[Task requirements]
1. According to the article on I, Me, Mine, how many signed copies was the Genesis Publications edition limited to?
2. From the article on I, Me, Mine, extract the stretch of text that begins with the words "- ISBN: 978-0-671-42787-0" and ends with "in New York.".
3. Turn the paragraph of the article on I, Me, Mine that opens "I, Me, Mine is an autobiographic memoir" into a short list that keeps its main facts.

I, Me, Mine
- I, Me, Mine book cover
- Author: George Harrison
- Genre: Memoir
- Publisher: Genesis Publications
- Publication date: August 1980
- Media type: Book, audio CD, e-book
- Pages: 398 (1st ed.) 456 (2002 reprint) 570 (2017 ed.)
- ISBN: 978-0-671-42787-0 (1st ed.)

= I, Me, Mine =

Book by George Harrison

I, Me, Mine is an autobiographic memoir by the English musician George Harrison, formerly of The Beatles. It was published in 1980 as a hand-bound, limited edition book by Genesis Publications, with a mixture of printed text and multi-colour facsimiles of Harrison's handwritten song lyrics. It was limited to 2,000 signed copies, with a foreword and narration by Derek Taylor. The Genesis limited edition sold out soon after publication, and it was subsequently published in hardback and paperback in black ink by W H Allen in London and by Simon & Schuster in New York.

[Supplied data]
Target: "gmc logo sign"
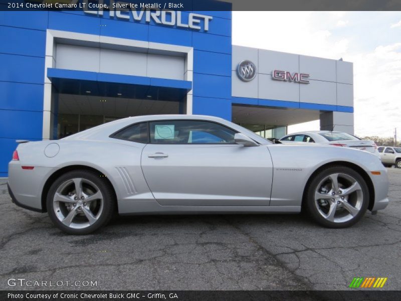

[Exercise responses]
1. 2,000 signed copies.

2.
- ISBN: 978-0-671-42787-0 (1st ed.)

= I, Me, Mine =

Book by George Harrison

I, Me, Mine is an autobiographic memoir by the English musician George Harrison, formerly of The Beatles. It was published in 1980 as a hand-bound, limited edition book by Genesis Publications, with a mixture of printed text and multi-colour facsimiles of Harrison's handwritten song lyrics. It was limited to 2,000 signed copies, with a foreword and narration by Derek Taylor. The Genesis limited edition sold out soon after publication, and it was subsequently published in hardback and paperback in black ink by W H Allen in London and by Simon & Schuster in New York.

3.
- Autobiographic memoir by George Harrison, English musician formerly of The Beatles
- First published in 1980 by Genesis Publications as a hand-bound limited edition
- Combined printed text with multicolor facsimiles of Harrison's handwritten song lyrics
- Limited to 2,000 signed copies, with a foreword and narration by Derek Taylor
- The limited edition sold out soon after publication
- Later published in hardback and paperback in black ink by W H Allen (London) and Simon & Schuster (New York)